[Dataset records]
-*-
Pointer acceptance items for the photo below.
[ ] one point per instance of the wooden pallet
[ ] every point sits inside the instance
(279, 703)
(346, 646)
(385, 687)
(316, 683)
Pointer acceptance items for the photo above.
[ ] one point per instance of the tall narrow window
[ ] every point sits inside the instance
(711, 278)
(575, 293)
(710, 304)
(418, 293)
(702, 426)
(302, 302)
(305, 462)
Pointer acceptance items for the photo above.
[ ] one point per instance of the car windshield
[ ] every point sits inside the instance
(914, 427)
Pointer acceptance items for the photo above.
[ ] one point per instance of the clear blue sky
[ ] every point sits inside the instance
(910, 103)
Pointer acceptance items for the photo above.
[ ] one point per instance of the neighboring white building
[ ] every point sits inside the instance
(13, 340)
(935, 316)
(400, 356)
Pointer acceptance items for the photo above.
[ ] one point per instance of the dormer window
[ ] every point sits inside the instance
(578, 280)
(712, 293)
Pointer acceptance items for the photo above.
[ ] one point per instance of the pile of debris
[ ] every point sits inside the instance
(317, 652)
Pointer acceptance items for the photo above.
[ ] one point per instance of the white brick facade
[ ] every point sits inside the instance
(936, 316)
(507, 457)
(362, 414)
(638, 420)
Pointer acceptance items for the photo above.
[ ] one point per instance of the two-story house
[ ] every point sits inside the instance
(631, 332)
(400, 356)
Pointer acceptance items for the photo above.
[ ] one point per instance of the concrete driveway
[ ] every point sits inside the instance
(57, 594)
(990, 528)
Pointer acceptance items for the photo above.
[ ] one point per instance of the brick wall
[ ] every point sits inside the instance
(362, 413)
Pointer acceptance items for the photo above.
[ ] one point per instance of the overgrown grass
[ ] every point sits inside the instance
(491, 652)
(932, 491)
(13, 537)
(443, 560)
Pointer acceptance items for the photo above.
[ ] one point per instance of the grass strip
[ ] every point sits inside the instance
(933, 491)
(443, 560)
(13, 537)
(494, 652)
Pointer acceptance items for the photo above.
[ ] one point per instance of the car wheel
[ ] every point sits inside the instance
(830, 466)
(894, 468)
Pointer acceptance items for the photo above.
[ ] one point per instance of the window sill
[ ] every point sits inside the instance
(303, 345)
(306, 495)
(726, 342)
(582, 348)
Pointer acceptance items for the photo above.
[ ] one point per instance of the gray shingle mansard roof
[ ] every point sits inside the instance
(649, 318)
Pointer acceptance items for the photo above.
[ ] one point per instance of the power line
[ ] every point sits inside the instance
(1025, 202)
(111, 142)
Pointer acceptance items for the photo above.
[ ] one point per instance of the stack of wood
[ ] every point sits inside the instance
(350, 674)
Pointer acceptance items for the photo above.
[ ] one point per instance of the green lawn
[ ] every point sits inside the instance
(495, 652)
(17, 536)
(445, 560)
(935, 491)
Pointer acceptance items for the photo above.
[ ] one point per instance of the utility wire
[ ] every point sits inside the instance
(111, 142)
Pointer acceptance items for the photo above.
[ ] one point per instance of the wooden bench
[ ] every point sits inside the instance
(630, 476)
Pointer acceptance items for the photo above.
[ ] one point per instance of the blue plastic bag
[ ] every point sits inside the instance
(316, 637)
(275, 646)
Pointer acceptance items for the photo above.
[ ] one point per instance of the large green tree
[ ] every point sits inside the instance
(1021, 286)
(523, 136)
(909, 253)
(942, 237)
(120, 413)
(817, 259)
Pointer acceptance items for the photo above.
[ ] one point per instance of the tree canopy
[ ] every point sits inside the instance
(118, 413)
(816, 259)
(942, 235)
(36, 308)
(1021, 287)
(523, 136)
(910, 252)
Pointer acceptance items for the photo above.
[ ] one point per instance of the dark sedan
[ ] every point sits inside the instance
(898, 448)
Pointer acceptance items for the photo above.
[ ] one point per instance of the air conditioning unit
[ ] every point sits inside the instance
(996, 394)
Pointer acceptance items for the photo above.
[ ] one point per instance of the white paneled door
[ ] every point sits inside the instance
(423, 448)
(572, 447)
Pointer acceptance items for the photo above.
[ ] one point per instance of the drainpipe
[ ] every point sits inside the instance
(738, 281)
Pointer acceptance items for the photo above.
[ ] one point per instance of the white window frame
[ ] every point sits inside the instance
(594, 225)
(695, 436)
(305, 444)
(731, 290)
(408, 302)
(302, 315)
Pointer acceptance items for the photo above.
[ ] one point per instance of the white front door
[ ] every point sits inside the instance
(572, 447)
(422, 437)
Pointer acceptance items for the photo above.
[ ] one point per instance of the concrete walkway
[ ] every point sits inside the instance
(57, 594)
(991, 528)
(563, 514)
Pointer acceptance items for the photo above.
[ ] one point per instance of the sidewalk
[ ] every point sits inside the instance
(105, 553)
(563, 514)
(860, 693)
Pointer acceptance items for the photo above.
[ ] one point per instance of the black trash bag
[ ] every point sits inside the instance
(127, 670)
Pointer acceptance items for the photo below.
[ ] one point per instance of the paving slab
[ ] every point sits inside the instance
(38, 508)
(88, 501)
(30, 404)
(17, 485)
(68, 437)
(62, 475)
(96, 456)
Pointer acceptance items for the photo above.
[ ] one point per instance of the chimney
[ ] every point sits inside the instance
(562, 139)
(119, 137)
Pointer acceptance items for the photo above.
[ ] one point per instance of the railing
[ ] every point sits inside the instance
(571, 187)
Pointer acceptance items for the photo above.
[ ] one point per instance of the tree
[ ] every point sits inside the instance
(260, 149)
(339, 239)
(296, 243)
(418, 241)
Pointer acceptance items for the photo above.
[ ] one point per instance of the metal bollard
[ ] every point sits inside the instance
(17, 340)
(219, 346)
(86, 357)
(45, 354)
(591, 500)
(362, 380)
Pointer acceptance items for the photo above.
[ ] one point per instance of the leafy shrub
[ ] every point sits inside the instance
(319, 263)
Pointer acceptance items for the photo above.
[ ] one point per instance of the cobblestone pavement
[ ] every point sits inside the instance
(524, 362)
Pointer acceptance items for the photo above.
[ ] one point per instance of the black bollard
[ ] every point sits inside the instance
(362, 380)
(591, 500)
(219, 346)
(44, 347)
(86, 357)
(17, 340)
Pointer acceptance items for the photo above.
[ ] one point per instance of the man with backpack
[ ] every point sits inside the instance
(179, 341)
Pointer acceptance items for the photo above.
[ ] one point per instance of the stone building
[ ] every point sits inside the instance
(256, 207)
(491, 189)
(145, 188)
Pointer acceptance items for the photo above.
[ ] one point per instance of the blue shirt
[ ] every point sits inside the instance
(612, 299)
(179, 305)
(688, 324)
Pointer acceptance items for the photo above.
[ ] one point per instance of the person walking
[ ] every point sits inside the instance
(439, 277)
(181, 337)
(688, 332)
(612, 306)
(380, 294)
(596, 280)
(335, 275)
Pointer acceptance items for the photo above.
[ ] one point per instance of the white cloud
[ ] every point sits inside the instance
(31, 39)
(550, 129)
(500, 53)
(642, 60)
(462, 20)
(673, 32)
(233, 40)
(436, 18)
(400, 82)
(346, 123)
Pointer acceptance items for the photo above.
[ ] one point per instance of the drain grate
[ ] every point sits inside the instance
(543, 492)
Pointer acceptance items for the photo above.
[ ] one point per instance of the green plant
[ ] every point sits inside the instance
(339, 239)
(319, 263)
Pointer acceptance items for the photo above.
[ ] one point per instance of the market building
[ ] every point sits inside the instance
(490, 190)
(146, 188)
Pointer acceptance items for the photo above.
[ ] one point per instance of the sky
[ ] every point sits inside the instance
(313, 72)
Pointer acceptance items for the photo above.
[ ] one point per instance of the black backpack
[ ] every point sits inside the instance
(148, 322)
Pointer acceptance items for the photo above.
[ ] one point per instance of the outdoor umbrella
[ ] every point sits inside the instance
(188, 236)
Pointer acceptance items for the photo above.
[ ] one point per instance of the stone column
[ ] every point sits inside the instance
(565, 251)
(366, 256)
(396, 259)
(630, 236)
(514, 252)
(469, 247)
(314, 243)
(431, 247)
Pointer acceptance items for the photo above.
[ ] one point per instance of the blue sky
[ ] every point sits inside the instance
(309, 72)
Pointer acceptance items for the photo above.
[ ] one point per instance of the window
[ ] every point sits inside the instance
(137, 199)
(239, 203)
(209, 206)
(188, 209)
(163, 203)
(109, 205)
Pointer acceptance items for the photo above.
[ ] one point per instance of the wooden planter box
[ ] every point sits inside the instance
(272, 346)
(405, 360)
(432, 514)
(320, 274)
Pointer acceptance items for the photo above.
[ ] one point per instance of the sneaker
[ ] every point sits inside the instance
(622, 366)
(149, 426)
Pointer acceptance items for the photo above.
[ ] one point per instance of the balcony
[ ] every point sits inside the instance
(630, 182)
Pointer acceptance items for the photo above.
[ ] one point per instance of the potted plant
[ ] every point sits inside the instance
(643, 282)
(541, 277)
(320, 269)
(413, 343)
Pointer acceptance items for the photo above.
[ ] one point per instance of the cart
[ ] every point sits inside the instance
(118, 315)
-*-
## Request
Gather every line of the data above that contains the string "backpack" and copy each one out in full.

## Exercise response
[ ] one point per instance of the man with backpack
[ ] one point per instance of the black backpack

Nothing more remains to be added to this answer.